- YOUR GOAL:
Please render the items below as a JSON list of strings with one string per line, leaving out any blank lines.

- EXERCISE INPUT:
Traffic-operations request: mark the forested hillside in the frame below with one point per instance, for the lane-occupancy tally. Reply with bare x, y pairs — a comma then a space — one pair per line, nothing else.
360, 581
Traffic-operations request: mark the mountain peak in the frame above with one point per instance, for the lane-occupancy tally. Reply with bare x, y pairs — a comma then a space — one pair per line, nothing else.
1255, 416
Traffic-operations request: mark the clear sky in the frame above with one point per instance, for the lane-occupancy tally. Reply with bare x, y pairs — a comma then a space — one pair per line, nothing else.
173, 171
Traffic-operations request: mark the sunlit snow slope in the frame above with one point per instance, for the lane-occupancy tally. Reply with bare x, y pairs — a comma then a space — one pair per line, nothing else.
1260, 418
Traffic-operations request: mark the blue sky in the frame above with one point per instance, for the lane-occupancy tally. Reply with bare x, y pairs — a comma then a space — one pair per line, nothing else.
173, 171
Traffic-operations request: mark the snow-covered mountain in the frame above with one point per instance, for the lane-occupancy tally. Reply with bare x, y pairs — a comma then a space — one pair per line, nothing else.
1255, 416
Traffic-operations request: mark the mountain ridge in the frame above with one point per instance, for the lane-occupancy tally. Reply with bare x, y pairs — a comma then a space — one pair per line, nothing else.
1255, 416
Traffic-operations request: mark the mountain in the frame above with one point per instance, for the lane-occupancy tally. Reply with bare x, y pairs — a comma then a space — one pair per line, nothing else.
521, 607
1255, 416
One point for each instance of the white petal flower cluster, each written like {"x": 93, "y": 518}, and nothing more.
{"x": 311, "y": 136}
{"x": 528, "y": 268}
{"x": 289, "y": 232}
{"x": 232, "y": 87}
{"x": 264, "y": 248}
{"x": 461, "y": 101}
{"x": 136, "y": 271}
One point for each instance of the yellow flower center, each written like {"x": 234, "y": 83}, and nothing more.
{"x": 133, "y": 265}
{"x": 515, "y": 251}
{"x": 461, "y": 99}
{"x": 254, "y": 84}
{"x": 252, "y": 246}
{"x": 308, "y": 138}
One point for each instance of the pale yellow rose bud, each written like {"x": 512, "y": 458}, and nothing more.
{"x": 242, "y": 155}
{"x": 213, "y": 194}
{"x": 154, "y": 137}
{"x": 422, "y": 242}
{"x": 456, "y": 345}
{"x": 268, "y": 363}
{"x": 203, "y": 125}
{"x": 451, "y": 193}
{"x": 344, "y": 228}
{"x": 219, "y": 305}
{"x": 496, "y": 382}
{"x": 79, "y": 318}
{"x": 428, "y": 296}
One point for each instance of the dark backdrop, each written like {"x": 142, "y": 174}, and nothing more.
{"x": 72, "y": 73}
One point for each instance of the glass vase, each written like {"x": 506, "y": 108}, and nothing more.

- RESULT:
[
  "Traffic-operations request: mark the forested hillside in the frame below with one point per instance, for the lane-occupancy tally. Reply with bare x, y pairs — a comma then a space — one pair per line, nothing else.",
  "360, 581",
  "Traffic-operations request: mark the mountain peak in the frame above with one point per instance, for the lane-occupancy tally. Reply with bare x, y pairs — a comma then a space — one pair per line, nothing else.",
  "1255, 416",
  "Traffic-operations request: mark the clear sky in the frame above with one point per instance, for the lane-occupancy tally. Reply with bare x, y pairs — a comma then a space — one pair per line, nothing else.",
  "173, 171",
  "Traffic-operations request: mark the sunlit snow slope in the frame above with one point per instance, for the lane-occupancy tally. Reply with bare x, y pairs — a comma then a space — one pair per line, nothing else.",
  "1260, 418",
  "Traffic-operations request: mark the blue sky in the frame above with one point per instance, for the lane-occupancy tally. Reply with bare x, y pairs — a comma then a space — one pair per line, nothing else.",
  "173, 171",
  "Traffic-operations request: mark the snow-covered mountain in the frame above with one point per instance, for the lane-occupancy tally. Reply with bare x, y pairs — a comma then a space — one pair per line, nothing else.",
  "1255, 416",
  "Traffic-operations request: mark the mountain ridge in the frame above with one point per instance, for the lane-occupancy tally. Reply with bare x, y pairs — a comma then a space — one pair per line, nothing else.",
  "1255, 416",
  "Traffic-operations request: mark the mountain in the frame above with one point per instance, for the lane-occupancy tally. Reply with bare x, y pairs — a comma then a space — one pair per line, nothing else.",
  "521, 607",
  "1255, 416",
  "One point for each instance of the white petal flower cluster, each written like {\"x\": 93, \"y\": 518}, and nothing more.",
  "{\"x\": 311, \"y\": 136}",
  "{\"x\": 528, \"y\": 268}",
  "{\"x\": 289, \"y\": 232}",
  "{\"x\": 232, \"y\": 87}",
  "{\"x\": 264, \"y\": 248}",
  "{\"x\": 461, \"y\": 101}",
  "{\"x\": 136, \"y\": 271}",
  "One point for each instance of the yellow flower center, each written like {\"x\": 234, \"y\": 83}, and nothing more.",
  "{\"x\": 133, \"y\": 265}",
  "{\"x\": 515, \"y\": 251}",
  "{\"x\": 461, \"y\": 99}",
  "{\"x\": 254, \"y\": 84}",
  "{\"x\": 252, \"y\": 246}",
  "{\"x\": 308, \"y\": 138}",
  "One point for each instance of the pale yellow rose bud, each written like {\"x\": 512, \"y\": 458}, and nothing more.",
  "{\"x\": 242, \"y\": 155}",
  "{\"x\": 213, \"y\": 194}",
  "{\"x\": 154, \"y\": 137}",
  "{\"x\": 422, \"y\": 242}",
  "{\"x\": 456, \"y\": 345}",
  "{\"x\": 268, \"y\": 363}",
  "{\"x\": 203, \"y\": 125}",
  "{\"x\": 451, \"y\": 193}",
  "{\"x\": 344, \"y\": 228}",
  "{\"x\": 219, \"y\": 305}",
  "{\"x\": 496, \"y\": 382}",
  "{\"x\": 79, \"y\": 318}",
  "{\"x\": 428, \"y\": 296}",
  "One point for each instance of the dark backdrop, each written like {\"x\": 142, \"y\": 174}, and nothing more.",
  "{\"x\": 72, \"y\": 73}",
  "One point for each instance of the glass vase, each written like {\"x\": 506, \"y\": 108}, and nothing more."
]